**Data rows:**
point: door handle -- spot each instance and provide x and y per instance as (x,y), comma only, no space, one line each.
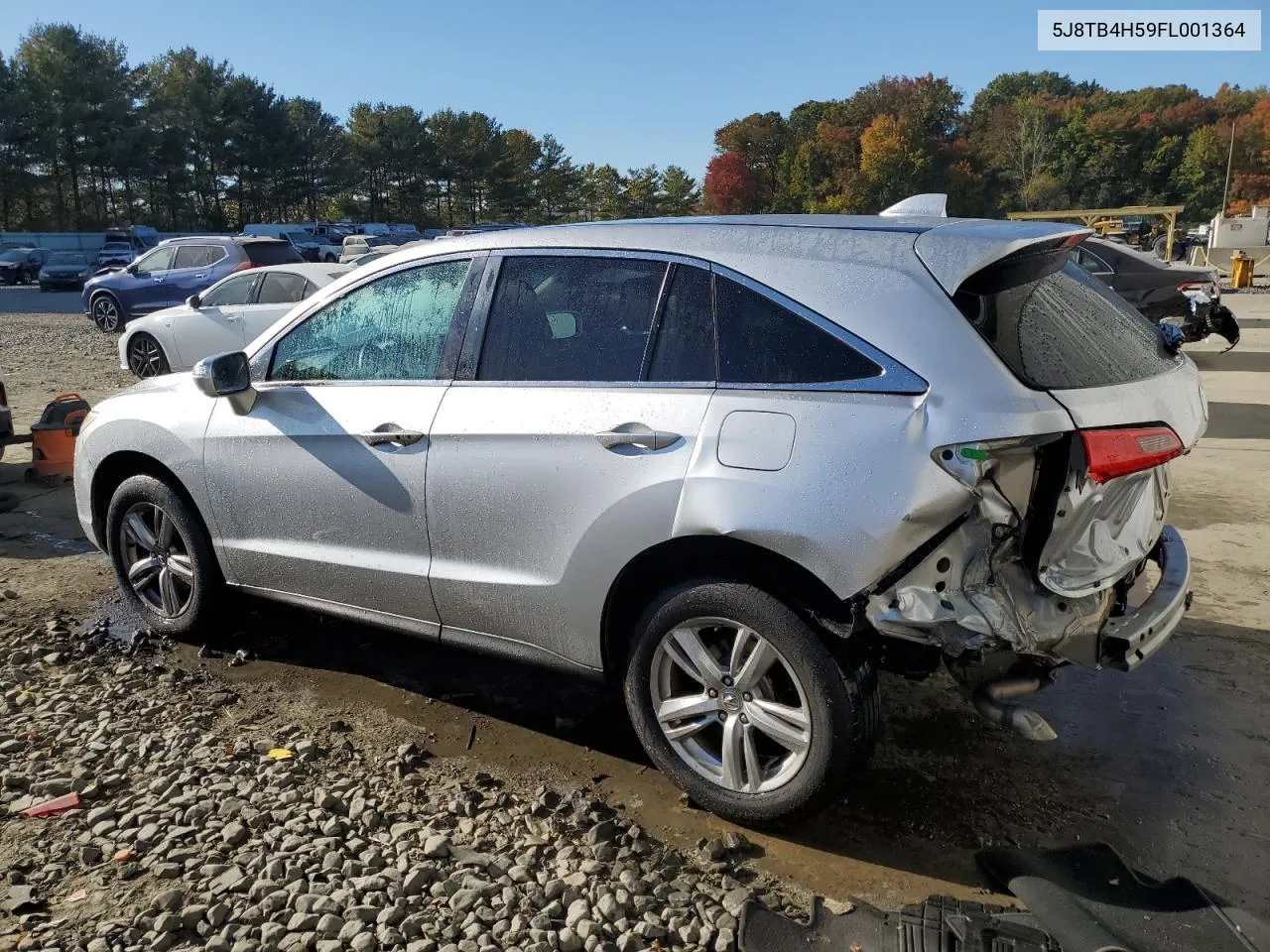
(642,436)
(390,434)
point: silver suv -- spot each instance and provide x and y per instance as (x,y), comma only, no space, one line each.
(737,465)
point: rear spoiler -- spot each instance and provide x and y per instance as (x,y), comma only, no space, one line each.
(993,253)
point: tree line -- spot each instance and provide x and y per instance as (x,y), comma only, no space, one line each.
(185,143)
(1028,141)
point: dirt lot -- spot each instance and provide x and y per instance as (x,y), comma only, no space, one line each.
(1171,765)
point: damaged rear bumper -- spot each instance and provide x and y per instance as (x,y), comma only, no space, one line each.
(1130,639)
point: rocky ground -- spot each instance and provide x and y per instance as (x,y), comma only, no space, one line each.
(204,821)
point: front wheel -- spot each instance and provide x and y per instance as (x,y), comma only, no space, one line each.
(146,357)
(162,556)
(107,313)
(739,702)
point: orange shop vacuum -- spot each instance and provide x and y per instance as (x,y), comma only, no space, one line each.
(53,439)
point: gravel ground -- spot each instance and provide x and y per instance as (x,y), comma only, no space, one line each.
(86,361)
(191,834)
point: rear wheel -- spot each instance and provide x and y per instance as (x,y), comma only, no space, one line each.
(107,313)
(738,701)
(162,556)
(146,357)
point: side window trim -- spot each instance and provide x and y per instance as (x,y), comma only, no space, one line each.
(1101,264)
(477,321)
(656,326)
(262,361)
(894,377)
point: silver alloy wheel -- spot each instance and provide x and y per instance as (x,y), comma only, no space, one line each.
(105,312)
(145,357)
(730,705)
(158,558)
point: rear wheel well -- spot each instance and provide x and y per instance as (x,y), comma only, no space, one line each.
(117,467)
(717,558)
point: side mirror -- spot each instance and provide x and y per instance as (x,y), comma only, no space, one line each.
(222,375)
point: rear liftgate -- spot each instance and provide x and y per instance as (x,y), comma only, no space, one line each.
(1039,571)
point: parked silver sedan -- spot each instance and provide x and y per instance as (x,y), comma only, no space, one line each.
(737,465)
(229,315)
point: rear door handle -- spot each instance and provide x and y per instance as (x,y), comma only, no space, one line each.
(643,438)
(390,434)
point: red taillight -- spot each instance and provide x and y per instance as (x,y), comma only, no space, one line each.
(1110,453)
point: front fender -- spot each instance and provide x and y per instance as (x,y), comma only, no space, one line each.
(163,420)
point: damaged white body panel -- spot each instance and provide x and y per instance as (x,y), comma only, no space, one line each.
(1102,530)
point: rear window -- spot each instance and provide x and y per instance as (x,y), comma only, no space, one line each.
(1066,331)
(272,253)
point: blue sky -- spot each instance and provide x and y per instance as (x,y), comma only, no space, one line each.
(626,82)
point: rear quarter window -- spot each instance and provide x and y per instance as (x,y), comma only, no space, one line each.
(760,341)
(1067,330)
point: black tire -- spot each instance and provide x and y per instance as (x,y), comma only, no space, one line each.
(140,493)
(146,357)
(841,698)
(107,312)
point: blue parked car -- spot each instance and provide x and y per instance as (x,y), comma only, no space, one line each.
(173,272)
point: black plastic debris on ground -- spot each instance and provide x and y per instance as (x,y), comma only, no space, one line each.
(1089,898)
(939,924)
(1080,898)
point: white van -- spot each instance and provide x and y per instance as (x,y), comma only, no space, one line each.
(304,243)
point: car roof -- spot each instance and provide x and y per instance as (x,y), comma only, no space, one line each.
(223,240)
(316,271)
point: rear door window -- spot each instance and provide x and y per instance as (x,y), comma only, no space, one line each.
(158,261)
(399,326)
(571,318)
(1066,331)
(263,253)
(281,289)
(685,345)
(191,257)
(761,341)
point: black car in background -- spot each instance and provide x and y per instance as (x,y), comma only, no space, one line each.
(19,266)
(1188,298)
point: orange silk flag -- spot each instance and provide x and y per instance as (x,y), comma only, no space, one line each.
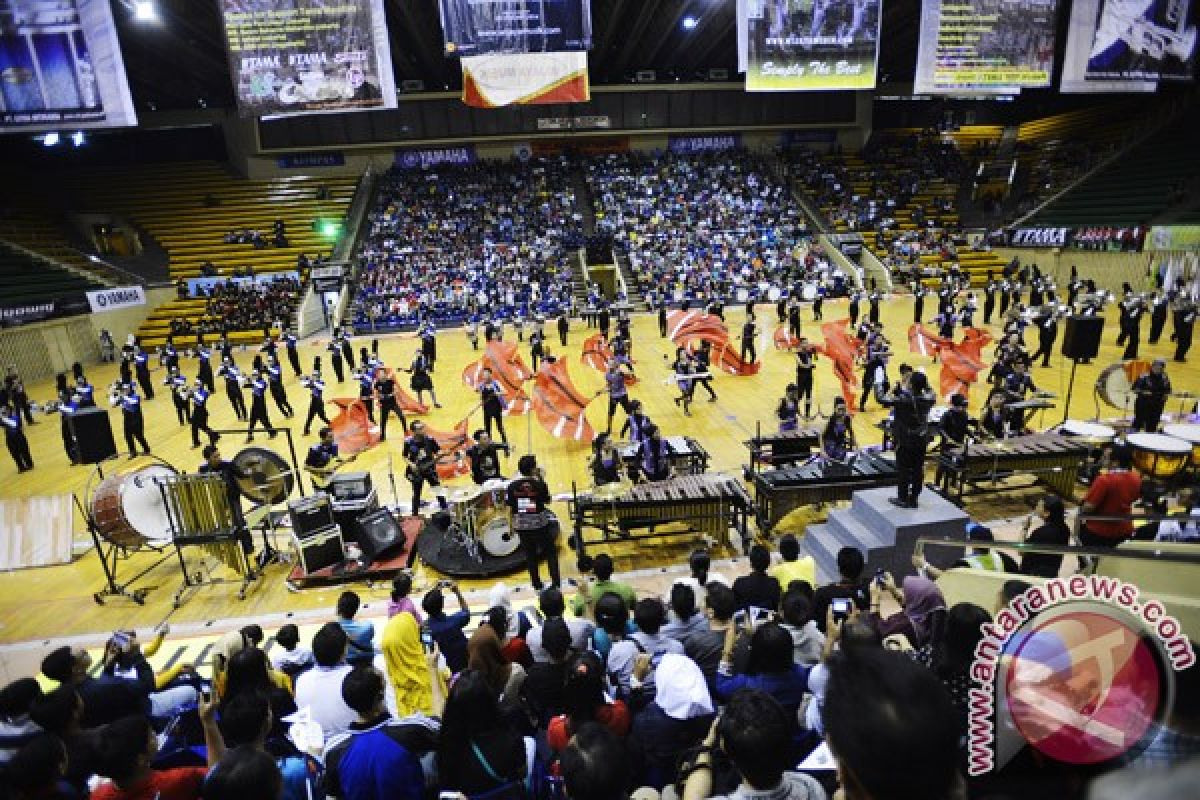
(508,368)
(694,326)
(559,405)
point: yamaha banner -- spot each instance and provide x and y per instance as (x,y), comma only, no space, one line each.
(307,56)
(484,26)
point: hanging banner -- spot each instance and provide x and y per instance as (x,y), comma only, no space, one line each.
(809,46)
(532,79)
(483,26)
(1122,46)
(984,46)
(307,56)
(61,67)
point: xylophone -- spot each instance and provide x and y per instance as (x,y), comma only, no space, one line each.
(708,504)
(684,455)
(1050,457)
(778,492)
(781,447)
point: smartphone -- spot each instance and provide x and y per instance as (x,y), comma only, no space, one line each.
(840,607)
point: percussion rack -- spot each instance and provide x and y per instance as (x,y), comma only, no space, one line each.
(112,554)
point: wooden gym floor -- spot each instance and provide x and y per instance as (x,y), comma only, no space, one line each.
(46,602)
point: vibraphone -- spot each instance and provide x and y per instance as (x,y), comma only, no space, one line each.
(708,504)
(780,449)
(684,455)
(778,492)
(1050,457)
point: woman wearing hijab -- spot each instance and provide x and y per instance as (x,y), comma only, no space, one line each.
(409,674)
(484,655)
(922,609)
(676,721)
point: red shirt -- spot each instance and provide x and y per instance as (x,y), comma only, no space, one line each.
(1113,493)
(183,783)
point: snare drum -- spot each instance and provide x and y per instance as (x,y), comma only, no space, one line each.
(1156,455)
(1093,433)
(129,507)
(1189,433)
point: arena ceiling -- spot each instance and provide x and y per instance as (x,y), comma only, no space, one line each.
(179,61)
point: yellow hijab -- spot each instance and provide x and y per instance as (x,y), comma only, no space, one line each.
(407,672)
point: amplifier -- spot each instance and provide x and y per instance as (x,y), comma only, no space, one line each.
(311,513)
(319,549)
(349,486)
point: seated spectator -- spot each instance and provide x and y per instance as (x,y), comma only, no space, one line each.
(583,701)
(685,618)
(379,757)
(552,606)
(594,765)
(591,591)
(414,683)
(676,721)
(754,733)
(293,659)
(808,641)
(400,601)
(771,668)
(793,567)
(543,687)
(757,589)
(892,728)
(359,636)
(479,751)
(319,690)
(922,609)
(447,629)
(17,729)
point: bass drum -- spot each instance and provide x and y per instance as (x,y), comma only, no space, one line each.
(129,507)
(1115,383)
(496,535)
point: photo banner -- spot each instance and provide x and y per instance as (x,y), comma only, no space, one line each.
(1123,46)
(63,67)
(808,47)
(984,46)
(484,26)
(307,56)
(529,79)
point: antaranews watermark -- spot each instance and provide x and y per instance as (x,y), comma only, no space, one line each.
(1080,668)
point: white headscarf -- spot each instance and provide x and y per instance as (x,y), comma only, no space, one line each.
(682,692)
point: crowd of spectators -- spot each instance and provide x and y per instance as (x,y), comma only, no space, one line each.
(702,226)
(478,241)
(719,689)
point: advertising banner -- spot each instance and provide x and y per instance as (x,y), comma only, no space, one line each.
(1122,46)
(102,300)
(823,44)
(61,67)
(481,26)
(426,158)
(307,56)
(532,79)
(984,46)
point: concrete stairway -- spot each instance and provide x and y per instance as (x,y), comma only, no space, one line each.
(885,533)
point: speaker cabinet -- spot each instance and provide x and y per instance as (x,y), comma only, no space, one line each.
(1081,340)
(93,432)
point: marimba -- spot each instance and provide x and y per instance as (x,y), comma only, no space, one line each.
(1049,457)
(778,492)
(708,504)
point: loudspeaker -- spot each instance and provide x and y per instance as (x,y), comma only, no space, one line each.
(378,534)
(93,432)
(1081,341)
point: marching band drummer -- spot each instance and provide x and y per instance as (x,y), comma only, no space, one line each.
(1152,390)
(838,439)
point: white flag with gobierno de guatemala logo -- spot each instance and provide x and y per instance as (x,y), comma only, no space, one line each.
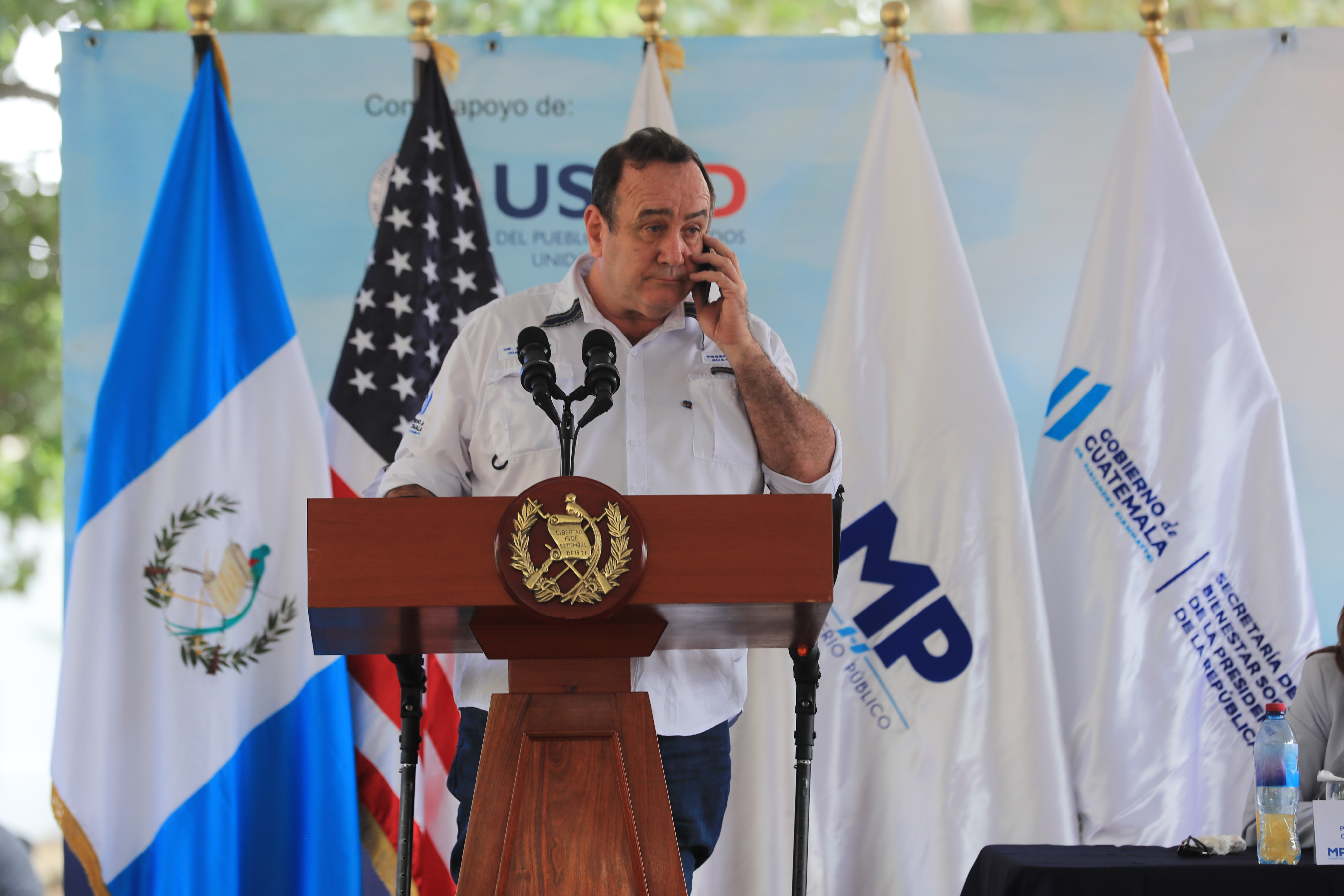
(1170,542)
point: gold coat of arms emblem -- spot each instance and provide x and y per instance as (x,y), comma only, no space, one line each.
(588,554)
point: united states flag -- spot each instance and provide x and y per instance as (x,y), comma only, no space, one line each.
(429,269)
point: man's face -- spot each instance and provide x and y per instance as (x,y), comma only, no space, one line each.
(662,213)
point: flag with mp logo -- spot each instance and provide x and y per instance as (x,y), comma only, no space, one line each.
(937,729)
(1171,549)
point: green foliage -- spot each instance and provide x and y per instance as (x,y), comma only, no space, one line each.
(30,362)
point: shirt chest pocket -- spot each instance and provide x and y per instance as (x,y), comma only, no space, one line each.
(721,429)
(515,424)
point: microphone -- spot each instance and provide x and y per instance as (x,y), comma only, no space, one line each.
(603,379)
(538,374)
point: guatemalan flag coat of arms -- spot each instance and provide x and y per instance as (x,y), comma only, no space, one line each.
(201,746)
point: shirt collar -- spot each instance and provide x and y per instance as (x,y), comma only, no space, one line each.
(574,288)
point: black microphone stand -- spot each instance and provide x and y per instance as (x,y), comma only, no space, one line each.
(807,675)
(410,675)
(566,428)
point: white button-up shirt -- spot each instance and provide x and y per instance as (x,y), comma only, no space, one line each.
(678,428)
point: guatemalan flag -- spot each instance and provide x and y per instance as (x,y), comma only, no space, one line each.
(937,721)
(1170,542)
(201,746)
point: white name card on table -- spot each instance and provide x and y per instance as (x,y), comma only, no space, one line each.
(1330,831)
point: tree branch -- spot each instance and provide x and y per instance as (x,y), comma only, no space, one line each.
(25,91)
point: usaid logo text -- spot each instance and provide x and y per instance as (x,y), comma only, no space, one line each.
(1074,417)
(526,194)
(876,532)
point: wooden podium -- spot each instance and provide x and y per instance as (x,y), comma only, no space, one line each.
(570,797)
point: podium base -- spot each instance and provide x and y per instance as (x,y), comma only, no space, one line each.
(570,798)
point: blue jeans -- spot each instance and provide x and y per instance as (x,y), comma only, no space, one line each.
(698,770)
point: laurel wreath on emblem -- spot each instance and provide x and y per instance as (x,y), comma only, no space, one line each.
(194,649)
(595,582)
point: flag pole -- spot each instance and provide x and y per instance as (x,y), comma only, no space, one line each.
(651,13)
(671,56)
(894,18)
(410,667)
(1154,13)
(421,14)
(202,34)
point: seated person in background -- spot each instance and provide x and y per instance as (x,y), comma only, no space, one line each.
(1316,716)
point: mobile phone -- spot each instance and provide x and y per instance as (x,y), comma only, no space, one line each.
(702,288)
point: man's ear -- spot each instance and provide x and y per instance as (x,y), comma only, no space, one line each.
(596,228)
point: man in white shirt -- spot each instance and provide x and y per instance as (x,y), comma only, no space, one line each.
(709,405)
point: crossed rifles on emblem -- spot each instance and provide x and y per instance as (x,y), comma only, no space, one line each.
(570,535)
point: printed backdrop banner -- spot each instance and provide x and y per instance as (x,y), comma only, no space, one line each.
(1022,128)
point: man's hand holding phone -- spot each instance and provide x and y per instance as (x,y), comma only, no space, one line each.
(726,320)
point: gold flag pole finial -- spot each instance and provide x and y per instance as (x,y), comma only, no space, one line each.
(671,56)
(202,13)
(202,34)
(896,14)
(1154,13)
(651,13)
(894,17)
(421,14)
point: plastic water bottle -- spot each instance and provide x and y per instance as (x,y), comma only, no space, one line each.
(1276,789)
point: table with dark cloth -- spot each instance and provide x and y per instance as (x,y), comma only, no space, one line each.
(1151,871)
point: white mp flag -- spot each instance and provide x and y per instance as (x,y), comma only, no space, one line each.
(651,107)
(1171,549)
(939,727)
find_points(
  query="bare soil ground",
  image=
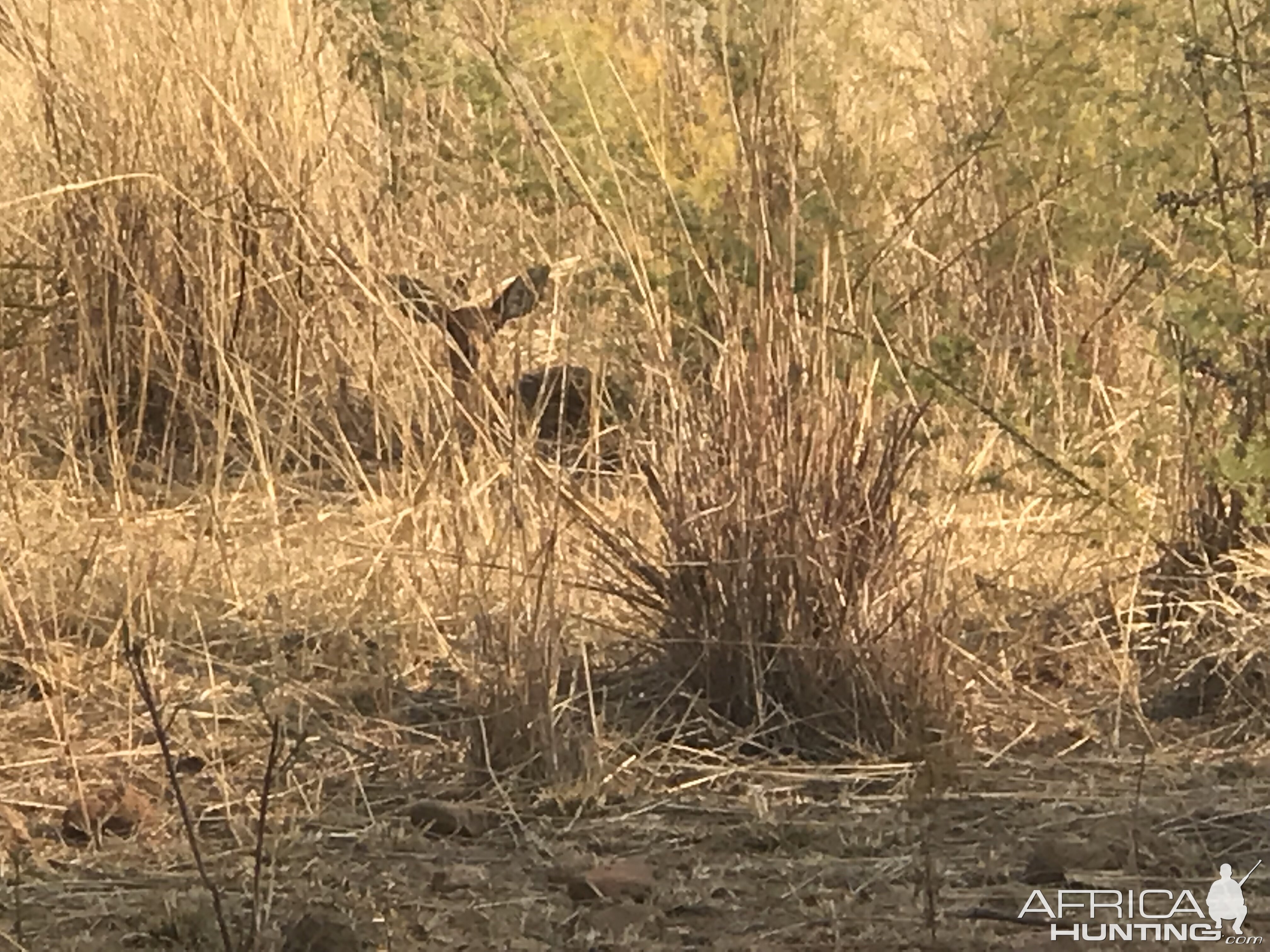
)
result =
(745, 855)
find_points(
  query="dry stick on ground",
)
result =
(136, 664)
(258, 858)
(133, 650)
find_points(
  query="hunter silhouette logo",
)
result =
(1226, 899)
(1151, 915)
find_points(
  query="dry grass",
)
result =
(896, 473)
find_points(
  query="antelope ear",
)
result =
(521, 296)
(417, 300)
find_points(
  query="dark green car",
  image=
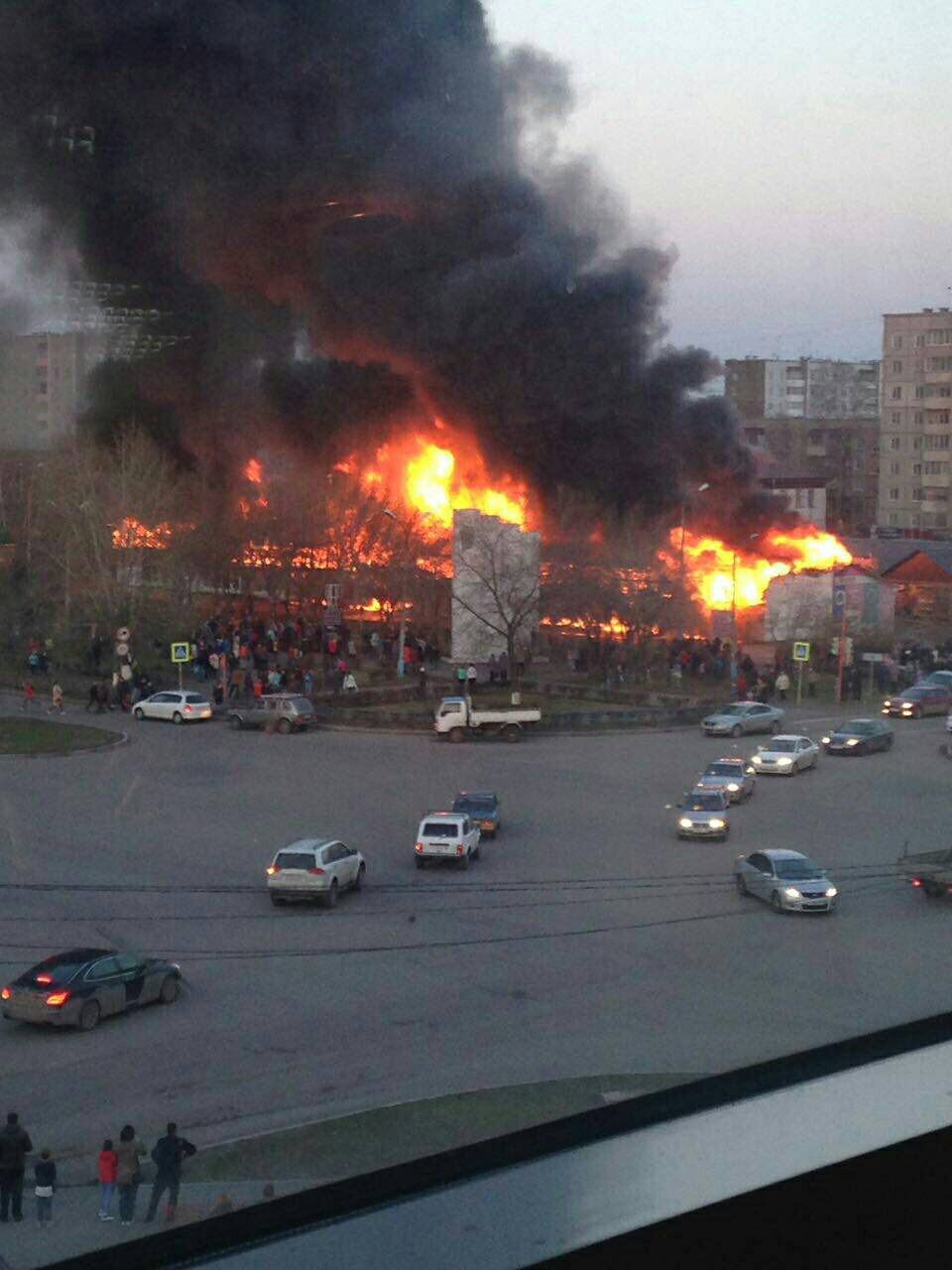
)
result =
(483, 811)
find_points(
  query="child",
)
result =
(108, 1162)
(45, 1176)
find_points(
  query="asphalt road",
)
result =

**Exercise details:** Reproduce nothing but the lines that run from the line containing "point: white mp" through the last line of the records, inclusive. Omit the pictures.

**Solved exercise:**
point: white mp flag -- spot each instance and provide x and y per instance as (x,y), comma only, no space, one line each.
(651,107)
(1171,549)
(939,727)
find_points(
  query="bare soil ground",
  image=
)
result =
(745, 855)
find_points(
  query="dry stick on ground",
)
result =
(136, 664)
(258, 858)
(133, 650)
find_points(
  query="hunter silhouette logo",
)
result =
(1226, 899)
(1151, 915)
find_points(
  query="dry grass",
)
result =
(896, 473)
find_points(
  query="antelope ear",
)
result =
(521, 296)
(417, 300)
find_points(
  query="dark green car",
  image=
)
result =
(483, 811)
find_points(
  query="child",
)
result =
(108, 1162)
(45, 1176)
find_points(
  query="asphalt road",
)
result =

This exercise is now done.